Artikel -
Mediävistik - Materialien - Übersetzungen
Einleitung zur Rubrik "Übersetzungen"
Zu den Bestandteilen des Germanistikstudiums, die in den letzten dreißig Jahren drastisch reduziert worden sind, gehört auch der sprachgeschichtliche Anteil der Altgermanistik; Studierende haben also unter anderem immer weniger Übersetzungskompetenz. Die einen sehen darin eine Art Untergang des Abendlandes, die anderen eine unvermeidbare Folge der Tatsache, dass 'alter' Stoff gekürzt werden muss, wenn fortlaufend neuer Stoff hinzu kommt.
Eine negative Folge eingeschränkter Übersetzungskompetenz ist sicher die Tatsache, dass sich bei deutschen Texten des Mittelalters (und in anderen Philologien sieht es kaum anders aus) in der universitären Lehre ein spezieller Kanon herauszubilden scheint: Seminare werden häufig zu denjenigen Texten angeboten, die in zweisprachigen Ausgaben greifbar sind - ich habe das vor einigen Jahren einmal systematisch untersucht. Diese Ausgaben werden zur Zeit schwerpunktmäßig von zwei Verlagen angeboten: von Reclam und (sehr viel eingegrenzter und auf ausgesprochene 'Klassiker' beschränkt) vom Fischer Taschenbuch Verlag. Dass Verlage mit ihrem Angebot die Lehre bestimmen, darf natürlich nicht sein; umgekehrt ist allerdings kaum zu erwarten, dass Verlage willens oder in der Lage sind, ihre ökonomischen Überlegungen am Bedarf der Universitäten auszurichten.

Bereitgestellte Einträge -
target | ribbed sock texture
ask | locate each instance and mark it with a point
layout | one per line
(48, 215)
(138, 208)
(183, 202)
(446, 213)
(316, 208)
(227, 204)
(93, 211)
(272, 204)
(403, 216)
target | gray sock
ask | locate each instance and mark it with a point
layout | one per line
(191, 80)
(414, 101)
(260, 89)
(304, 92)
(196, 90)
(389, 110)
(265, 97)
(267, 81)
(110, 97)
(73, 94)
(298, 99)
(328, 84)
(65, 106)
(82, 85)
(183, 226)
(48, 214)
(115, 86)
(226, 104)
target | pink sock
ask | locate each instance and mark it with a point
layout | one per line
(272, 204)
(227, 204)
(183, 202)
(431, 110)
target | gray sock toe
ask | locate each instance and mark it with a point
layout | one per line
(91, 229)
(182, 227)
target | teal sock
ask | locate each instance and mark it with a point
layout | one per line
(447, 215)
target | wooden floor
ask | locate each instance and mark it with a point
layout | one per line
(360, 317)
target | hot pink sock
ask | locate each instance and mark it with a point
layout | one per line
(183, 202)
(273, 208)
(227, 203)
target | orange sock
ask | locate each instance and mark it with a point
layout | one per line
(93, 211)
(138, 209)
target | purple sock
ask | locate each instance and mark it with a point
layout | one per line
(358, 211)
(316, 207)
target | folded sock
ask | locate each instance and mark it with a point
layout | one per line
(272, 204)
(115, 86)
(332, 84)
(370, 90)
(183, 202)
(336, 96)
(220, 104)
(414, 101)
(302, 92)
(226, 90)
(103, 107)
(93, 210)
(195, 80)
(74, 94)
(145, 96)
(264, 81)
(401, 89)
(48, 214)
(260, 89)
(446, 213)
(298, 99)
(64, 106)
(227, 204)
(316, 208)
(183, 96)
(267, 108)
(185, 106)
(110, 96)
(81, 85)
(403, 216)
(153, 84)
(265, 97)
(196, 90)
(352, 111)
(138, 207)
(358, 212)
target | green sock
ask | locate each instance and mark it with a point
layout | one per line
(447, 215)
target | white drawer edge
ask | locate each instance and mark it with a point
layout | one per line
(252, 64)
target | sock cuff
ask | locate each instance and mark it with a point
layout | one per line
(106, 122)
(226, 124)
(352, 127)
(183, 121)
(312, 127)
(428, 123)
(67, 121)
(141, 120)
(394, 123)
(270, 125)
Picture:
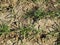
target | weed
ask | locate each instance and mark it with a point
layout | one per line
(4, 29)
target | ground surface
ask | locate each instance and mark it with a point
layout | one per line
(29, 22)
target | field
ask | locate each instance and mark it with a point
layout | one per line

Aufgabe -
Nenne alle Begriffe, die in der ersten Zeile des Artikels durch Bindestriche voneinander getrennt stehen.

Lösung -
Mediävistik, Materialien, Übersetzungen